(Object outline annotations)
--------------------

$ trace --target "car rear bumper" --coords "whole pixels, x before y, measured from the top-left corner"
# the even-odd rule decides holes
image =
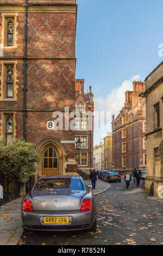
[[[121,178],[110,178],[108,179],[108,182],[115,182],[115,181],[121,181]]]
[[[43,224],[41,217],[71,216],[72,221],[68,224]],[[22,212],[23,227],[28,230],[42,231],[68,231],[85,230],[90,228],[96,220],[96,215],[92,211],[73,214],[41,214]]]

--------------------

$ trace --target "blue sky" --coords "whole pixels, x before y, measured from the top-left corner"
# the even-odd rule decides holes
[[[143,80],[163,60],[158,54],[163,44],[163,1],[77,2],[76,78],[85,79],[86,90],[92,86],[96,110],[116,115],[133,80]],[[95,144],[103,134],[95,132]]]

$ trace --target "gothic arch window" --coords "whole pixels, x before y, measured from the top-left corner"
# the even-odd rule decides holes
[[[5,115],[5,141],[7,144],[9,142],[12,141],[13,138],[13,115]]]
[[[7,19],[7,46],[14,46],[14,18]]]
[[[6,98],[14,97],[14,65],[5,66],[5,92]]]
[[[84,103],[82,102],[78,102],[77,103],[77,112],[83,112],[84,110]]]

--------------------

**EXERCISE GOAL**
Find every line above that contains the string "left", matching case exactly, and copy each of those lines.

**RESULT OF THE TASK**
$ trace --target "car rear bumper" --coords "whole pixels, x before y, measured from the top-left corner"
$ trace --target "blue sky" --coords "whole pixels, x before y, measured from the top-left corner"
$ trace --target "gothic arch window" --coords "whole pixels, x before y, measured from the top-left corner"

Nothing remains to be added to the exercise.